Direction
Carry the recipe-extraction notebook further, starting right after the last statement it shows.

Given passage
○ ○ ○ ○ ○

## Import libraries

In [56]:
import pdfplumber
import pandas as pd
import re
import glob

## Functions to extract ingredients, portions and units

In [57]:
def extract_quantities_units_corrected(line):
    # This pattern is for a quantity that may be followed by a unit (e.g., "15 4 OZ" or "100 3 oz")
    pattern_with_count_or_pack_size = r'(.+?)\s+(\d+)\s+(\d+\.?\d*\s*[a-zA-Z]+)$'
    
    match = re.search(pattern_with_count_or_pack_size, line)
    if match:
        ingredient_name = match.group(1).strip()
        quantity_and_unit_1 = match.group(2).strip()  # The count or pack size
        quantity_and_unit_2 = match.group(3).strip()  # The actual quantity and unit
        return match.group(2), match.group(3)
    
    # If the pattern is not matched, try to match other patterns like PATTERN 2 and PATTERN 3
    # Define regex patterns for PATTERN 2 and PATTERN 3 with correct capturing groups
    pattern_2 = r'(\d+\.\d+)\s(\d+\s[a-zA-Z]+)\s([a-zA-Z]+)'
    pattern_3 = r'(\d+\.\d+)\s(\d+\s[a-zA-Z]+)'

    # Check for PATTERN 2
    matches = re.search(pattern_2, line)
    if matches:
        return matches.group(1), matches.group(2) + ' ' + matches.group(3)
    
    # Check for PATTERN 3
    matches = re.search(pattern_3, line)
    if matches:
        return matches.group(1), matches.group(2)
    
    # If no specific pattern is matched, try to extract any number and unit pairs
    matches = re.findall(r'(\d+\s\d+/\d+|\d+/\d+|\d+\.?\d*)\s([a-zA-Z]+)', line)
    if matches:
        if len(matches) > 1:
            quantity_and_unit_1 = " ".join(sum(matches[:-1], ()))
            quantity_and_unit_2 = " ".join(matches[-1])
        else:
            quantity_and_unit_1 = " ".join(matches[0])
            quantity_and_unit_2 = ''
        return quantity_and_unit_1, quantity_and_unit_2
    
    return '', ''

## Functions to extract recipe name, yield and portions

In [58]:
def extract_recipe_name_yield_adjusted(text):
    # Adjust regex to capture the line immediately preceding "Cooking Time"
    recipe_name_pattern = r'([^\n]*)\nCooking Time:'
    recipe_name_match = re.search(recipe_name_pattern, text)
    recipe_name = recipe_name_match.group(1).strip() if recipe_name_match else ''

    # Yield extraction remains the same
    yield_pattern = r'Yield:\s*(.*?)\n'
    yield_match = re.search(yield_pattern, text)

○ ○ ○ ○ ○

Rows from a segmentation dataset
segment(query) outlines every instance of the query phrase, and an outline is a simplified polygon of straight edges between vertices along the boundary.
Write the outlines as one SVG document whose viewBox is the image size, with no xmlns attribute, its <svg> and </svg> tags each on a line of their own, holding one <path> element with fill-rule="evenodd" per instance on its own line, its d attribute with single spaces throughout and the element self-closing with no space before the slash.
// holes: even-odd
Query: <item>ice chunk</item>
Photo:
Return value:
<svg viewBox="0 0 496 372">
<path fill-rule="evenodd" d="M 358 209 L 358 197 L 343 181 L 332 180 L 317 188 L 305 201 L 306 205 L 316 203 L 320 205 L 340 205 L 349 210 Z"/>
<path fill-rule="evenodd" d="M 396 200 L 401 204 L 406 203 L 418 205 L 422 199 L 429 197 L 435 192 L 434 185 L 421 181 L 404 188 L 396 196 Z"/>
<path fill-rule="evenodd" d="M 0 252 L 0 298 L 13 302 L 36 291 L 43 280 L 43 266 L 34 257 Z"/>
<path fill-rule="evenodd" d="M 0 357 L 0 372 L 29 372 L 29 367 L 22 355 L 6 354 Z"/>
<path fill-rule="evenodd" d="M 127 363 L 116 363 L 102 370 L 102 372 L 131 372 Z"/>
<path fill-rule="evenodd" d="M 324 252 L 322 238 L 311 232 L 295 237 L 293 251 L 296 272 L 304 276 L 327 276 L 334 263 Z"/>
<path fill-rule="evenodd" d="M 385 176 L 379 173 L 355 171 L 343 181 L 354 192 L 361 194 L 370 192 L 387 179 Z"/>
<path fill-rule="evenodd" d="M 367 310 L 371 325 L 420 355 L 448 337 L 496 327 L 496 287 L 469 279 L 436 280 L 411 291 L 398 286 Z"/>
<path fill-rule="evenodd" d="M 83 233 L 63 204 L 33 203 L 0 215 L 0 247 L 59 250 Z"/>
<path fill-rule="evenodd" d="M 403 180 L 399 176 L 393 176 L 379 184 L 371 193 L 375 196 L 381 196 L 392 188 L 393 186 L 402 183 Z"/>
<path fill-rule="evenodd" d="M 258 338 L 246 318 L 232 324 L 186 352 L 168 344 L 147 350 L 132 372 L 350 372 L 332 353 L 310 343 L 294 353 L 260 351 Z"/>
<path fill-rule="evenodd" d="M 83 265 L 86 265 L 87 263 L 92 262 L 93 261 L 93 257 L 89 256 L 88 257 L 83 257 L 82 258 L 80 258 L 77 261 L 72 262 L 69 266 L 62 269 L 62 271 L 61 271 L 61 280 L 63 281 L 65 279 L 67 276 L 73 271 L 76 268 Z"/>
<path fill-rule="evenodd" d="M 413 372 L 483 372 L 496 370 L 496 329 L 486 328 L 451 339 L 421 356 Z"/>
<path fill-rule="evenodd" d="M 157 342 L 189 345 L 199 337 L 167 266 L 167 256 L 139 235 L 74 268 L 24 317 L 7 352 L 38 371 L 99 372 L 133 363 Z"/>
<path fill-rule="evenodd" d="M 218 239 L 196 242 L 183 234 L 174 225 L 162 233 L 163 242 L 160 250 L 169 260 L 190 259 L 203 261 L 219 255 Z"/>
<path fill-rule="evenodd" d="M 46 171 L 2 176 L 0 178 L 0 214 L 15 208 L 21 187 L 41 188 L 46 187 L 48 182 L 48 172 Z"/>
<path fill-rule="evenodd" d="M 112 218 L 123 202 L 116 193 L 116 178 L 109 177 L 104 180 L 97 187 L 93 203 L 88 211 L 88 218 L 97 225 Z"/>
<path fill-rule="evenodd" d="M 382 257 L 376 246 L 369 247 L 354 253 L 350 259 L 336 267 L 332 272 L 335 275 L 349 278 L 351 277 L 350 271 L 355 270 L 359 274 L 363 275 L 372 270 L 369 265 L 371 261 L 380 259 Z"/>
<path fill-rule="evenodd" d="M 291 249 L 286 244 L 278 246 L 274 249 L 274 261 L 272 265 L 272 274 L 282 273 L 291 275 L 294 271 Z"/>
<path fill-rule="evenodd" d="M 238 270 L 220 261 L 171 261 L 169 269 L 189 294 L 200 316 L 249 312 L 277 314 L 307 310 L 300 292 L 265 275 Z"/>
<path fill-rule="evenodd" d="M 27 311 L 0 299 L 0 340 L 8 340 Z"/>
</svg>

○ ○ ○ ○ ○

Exercise output
    yield_value = yield_match.group(1).strip() if yield_match else ''

    return recipe_name, yield_value

In [59]:
def extract_portions(text):
    # Use Case 1: Number followed by a fraction with a unit (e.g., "500 1/2 cup")
    pattern_1 = r'Portions:\s*(\d+)\s+(\d+/\d+\s[a-zA-Z]+)'
    # Use Case 2: Number followed by text (e.g., "500 Slice", "50 Each")
    pattern_2 = r'Portions:\s*(\d+\s[a-zA-Z]+)'
    # Use Case 3: Number followed by a number and multiple texts (e.g., "50 4 oz ladle")
    pattern_3 = r'Portions:\s*(\d+)\s+(\d+\s[a-zA-Z]+\s[a-zA-Z]+)'
    # Use Case 4: Decimal number followed by text (e.g., "4.5 Pound")
    pattern_4 = r'Portions:\s*(\d+\.\d+\s[a-zA-Z]+)'
    # Use Case 5: Number followed by decimal and text (e.g., "400 5.5 oz Portion")
    pattern_5 = r'Portions:\s*(\d+)\s+(\d+\.\d+\s[a-zA-Z]+\s[a-zA-Z]+)'
    # Use Case 6: Text only (e.g., "(see below)")
    pattern_6 = r'Portions:\s*([a-zA-Z\(\)\s]+)'

    # Check for each pattern in order
    match = re.search(pattern_1, text)
    if match:
        return match.group(1), match.group(2)
    
    match = re.search(pattern_2, text)
    if match:
        return match.group(1), ''

    match = re.search(pattern_3, text)
    if match:
        return match.group(1), match.group(2)

    match = re.search(pattern_4, text)
    if match:
        return match.group(1), ''

    match = re.search(pattern_5, text)
    if match:
        return match.group(1), match.group(2)

    match = re.search(pattern_6, text)
    if match:
        return match.group(1), ''

    # Default case if none of the patterns match
    return '', ''

## Functions to extract site name, date, station and meal type

In [60]:
def extract_site_date_station_meal_type(text):
    site, date, station, meal_type = '', '', '', ''

    # Define patterns for Site, Date, and Meal Type
    site_pattern = r'(JHU Hopkins Cafe|JHU Nolans on 33rd)'
    date_pattern = r'(\w+day \d{1,2}/\d{1,2}/\d{4})'  # Pattern for "Day MM/DD/YYYY"
    meal_type_pattern = r'(Breakfast|Lunch|Dinner|All Meals|Late Night)'

    # Extract Site
    site_match = re.search(site_pattern, text)
    if site_match:
        site = site_match.group(1)
        site_index = site_match.end()  

    # Extract Date
    date_match = re.search(date_pattern, text)
    if date_match:
        date = date_match.group(1)

    # Extract Meal Type
    meal_type_match = re.search(meal_type_pattern, text)
    if meal_type_match:
        meal_type = meal_type_match.group(1)
        meal_type_index = meal_type_match.start()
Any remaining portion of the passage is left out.